(Apply what you read)
a - From the article on California's homelessness report, quote word for word the passage that begins with the words containing "By Andrew Cohen" and ends with "targeting this population.".
b - Name every student the article on California's homelessness report says researched and wrote the report.
c - Write the next part of the article on California's homelessness report, starting after its final sentence.

(Page excerpt)
Professor Jeff Selbin, Lindsay Walter ’16, Nathaniel Miller ’16, and public policy student Marina Fisher.
By Andrew Cohen
A new report by Berkeley Law’s Policy Advocacy Clinic (PAC) reveals a major rise in the criminalization of homeless people in California. The report details how more and more city ordinances—and the overzealous enforcement of them—are targeting this population.
Berkeley Law students Lindsay Walter ’16 and Nathaniel Miller ’16 and Goldman School of Public Policy student Marina Fisher researched and wrote the report, supervised by clinical law professor and PAC Director Jeffrey Selbin. The students analyzed municipal codes in 58 cities that collectively account for 75 percent of California’s homeless population; studied enforcement practices by gathering public records—which often required creative strategies; and interviewed key stakeholders.

(Information supplied)
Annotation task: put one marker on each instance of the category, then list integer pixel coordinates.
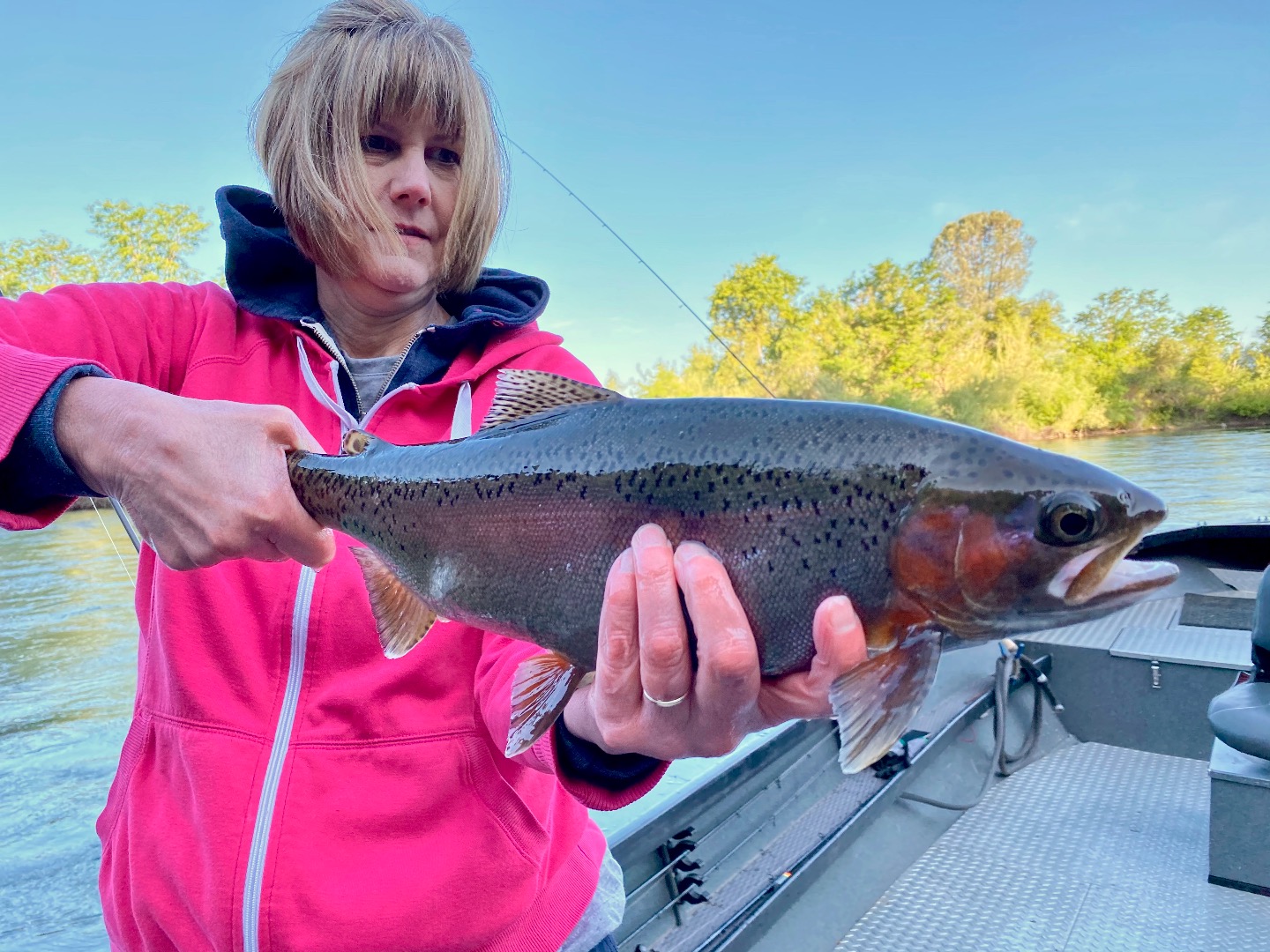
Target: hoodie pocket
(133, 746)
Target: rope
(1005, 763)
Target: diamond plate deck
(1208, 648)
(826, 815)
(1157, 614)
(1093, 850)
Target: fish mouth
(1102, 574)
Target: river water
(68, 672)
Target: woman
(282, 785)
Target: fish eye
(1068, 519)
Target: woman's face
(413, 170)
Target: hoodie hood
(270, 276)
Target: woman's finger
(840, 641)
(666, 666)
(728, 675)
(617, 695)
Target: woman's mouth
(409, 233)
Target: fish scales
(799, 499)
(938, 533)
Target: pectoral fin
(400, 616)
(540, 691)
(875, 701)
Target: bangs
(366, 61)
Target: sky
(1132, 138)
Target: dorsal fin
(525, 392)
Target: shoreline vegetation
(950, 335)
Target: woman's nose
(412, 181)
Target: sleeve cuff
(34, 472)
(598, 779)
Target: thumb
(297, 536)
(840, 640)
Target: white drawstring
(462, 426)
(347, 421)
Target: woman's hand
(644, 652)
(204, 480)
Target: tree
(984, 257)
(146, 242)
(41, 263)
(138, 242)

(Results in order)
a -
By Andrew Cohen
A new report by Berkeley Law’s Policy Advocacy Clinic (PAC) reveals a major rise in the criminalization of homeless people in California. The report details how more and more city ordinances—and the overzealous enforcement of them—are targeting this population.

b - Lindsay Walter, Nathaniel Miller, and Marina Fisher.

c -
The students compared their findings to data from 166 cities outside California gathered by the National Law Center on Homelessness and Poverty. They found that California cities have more anti-homeless laws on average than cities in other states, and that local authorities deploy a wide range of punitive enforcement strategies.
In every California city studied, local laws are used to cite, arrest, and jail homeless people for daytime activities like standing, sitting, or resting in public places. In all but one city, such laws ban nighttime activities like sleeping, camping, or lodging in public places.
“It’s rewarding to contribute empirical research that strongly suggests we need statewide reform on these issues by showing that homeless people aren’t being treated well in California compared to the rest of the country,” Walter said. “Our state legislature has the power to fill that gap.”
Selbin’s team prepared the report for the Western Regional Advocacy Project (WRAP), an umbrella organization of more than 120 homeless rights groups, which is working to present a “Right to Rest” bill to the state legislature. The bill that would serve as a key first step to decriminalizing homelessness in California, and encourage local governments to redirect enforcement resources to more humane and effective solutions.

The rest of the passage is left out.